▶ **Problem to work on**
Nothing but the lines from the one containing "snow-covered ground: set" to the end of the data should be returned, each exactly as written.

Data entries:
····················
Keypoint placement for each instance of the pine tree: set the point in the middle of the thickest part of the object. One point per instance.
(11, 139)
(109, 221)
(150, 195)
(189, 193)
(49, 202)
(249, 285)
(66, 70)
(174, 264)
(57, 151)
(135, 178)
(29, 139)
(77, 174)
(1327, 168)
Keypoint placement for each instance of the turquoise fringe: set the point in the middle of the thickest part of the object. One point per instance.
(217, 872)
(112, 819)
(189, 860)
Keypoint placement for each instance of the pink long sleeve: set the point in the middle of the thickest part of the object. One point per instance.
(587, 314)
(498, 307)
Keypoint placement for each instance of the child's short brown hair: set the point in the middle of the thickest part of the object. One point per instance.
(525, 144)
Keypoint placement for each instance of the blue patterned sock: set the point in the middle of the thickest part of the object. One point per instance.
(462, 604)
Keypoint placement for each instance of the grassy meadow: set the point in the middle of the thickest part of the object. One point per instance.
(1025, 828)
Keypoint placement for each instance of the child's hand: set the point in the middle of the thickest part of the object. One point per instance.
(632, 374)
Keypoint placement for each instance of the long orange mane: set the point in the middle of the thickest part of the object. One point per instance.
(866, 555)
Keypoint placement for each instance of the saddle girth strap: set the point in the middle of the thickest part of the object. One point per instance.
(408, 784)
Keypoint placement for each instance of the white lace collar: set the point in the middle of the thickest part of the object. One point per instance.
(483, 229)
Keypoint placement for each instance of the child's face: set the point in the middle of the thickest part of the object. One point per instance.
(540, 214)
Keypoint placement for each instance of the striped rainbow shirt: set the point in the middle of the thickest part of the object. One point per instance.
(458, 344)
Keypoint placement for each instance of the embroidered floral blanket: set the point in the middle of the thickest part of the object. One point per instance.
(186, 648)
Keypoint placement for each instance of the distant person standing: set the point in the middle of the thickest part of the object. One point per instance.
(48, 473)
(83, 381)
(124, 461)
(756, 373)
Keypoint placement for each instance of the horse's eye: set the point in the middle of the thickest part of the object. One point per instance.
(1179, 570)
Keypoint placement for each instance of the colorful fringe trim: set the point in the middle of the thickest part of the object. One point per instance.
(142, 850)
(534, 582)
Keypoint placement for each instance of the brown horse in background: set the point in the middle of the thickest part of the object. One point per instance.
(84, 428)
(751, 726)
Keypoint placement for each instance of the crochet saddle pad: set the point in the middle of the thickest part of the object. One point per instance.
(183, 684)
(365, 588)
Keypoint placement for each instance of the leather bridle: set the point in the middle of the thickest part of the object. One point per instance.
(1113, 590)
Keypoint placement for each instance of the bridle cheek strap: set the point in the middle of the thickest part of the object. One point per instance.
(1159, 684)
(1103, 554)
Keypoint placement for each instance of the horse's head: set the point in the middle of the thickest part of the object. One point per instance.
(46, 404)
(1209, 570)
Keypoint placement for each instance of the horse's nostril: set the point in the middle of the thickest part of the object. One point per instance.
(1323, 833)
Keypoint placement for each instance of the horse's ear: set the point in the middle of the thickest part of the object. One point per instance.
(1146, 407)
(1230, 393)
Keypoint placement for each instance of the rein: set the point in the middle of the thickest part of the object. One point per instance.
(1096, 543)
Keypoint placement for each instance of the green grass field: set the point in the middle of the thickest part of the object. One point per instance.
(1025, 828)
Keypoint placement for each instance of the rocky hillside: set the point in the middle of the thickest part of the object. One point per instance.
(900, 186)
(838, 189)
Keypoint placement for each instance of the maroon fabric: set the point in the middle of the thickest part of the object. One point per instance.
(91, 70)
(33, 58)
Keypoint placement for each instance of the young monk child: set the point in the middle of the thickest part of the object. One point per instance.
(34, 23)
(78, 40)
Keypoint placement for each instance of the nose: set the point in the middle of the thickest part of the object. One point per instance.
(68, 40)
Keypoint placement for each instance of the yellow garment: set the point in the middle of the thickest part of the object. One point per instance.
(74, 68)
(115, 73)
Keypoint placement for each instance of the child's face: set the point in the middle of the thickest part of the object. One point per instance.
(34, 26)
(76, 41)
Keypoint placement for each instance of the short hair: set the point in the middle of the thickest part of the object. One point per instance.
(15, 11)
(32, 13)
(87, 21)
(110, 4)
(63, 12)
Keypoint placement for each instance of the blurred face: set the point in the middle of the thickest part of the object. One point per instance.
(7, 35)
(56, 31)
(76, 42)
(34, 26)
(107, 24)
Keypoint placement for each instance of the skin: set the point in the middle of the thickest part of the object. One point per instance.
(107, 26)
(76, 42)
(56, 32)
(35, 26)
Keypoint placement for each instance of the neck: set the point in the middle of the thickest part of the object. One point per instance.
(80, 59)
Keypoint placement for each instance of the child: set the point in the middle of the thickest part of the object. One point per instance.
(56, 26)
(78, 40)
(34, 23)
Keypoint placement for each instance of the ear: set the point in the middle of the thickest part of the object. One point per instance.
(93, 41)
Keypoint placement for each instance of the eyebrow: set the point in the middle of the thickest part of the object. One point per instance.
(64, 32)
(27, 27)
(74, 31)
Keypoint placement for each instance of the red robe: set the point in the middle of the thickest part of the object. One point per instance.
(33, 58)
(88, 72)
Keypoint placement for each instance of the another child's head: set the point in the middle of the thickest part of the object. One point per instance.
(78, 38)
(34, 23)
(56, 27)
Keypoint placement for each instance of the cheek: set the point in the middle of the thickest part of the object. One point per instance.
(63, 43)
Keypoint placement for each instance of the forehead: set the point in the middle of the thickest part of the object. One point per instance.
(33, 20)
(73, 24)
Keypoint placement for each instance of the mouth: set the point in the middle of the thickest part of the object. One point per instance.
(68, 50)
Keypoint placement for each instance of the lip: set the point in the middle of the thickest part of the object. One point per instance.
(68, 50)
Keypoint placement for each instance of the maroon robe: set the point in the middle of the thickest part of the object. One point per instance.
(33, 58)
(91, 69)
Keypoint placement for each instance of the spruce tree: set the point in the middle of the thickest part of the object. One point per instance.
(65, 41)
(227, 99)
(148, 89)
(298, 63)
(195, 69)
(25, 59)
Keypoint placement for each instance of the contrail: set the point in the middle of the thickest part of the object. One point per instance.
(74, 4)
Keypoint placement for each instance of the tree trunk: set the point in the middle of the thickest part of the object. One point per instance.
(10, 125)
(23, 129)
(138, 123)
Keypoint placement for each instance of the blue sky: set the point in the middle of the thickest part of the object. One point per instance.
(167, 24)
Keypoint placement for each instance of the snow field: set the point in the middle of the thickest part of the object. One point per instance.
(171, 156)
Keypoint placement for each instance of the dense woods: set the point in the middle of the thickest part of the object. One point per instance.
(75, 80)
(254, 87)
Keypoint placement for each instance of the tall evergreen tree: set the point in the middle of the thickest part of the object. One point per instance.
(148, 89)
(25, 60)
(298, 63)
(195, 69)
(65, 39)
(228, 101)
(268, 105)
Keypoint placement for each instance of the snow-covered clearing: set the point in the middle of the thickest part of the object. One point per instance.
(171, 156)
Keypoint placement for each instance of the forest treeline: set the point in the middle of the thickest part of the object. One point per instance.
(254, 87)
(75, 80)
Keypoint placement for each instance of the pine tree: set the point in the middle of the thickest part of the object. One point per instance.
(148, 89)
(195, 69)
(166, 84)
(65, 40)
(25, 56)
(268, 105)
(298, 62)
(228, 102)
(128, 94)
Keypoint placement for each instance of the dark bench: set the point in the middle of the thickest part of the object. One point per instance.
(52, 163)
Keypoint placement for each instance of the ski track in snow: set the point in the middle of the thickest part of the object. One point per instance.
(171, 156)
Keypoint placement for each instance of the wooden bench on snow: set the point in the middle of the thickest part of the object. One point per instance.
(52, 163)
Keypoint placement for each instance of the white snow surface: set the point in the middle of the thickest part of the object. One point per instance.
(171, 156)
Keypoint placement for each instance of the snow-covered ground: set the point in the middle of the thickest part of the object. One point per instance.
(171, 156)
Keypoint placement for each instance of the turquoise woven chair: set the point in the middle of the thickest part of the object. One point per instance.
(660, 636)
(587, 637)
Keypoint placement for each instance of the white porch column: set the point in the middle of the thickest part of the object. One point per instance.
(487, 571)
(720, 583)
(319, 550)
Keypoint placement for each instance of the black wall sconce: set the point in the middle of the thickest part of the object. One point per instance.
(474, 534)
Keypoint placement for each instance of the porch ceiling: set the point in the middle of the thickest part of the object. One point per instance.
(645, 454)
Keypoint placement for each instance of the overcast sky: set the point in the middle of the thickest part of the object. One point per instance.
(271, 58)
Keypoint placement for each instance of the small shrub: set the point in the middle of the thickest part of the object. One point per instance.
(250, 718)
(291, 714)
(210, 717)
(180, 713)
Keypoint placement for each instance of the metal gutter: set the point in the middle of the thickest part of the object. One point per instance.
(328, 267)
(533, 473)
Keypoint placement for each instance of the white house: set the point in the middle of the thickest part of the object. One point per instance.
····················
▶ **Task response**
Keypoint placement for each instance of the snow-covered ground: set the point in the middle of the thickest part of the object. One point per instance.
(171, 156)
Keypoint placement for each instance of the turquoise woven chair: set the point in the middle of the thickest part of the object. One point per instance.
(660, 636)
(587, 637)
Keypoint placement for each instance of the white porch column: set the point in the middle of the thickest part of the object. One point per instance.
(487, 571)
(720, 583)
(319, 550)
Keypoint placement for each instance of the black wall sconce: set the point in the middle of the thickest part of the object. One point per instance.
(474, 534)
Keypoint placement for each instance of the porch ceiling: set the point in the middle of the thickest part of the object. One point per instance.
(645, 454)
Keypoint placement for each instance of the overcast sky: set the point in the middle of the thickest part of the object. One point per instance.
(271, 58)
Keypoint placement for each instance of the small shrub: set the point in the middle of the thickest part of the object. One point per instance.
(250, 718)
(291, 714)
(210, 717)
(180, 713)
Keypoint placement for each instance of the metal gutter: set the point in the middle of the thickest part of the object. One point per instance.
(328, 267)
(533, 473)
Keypoint placement for each instance of the white house: set the point in the middle of the thickest part of the object. One point per instance.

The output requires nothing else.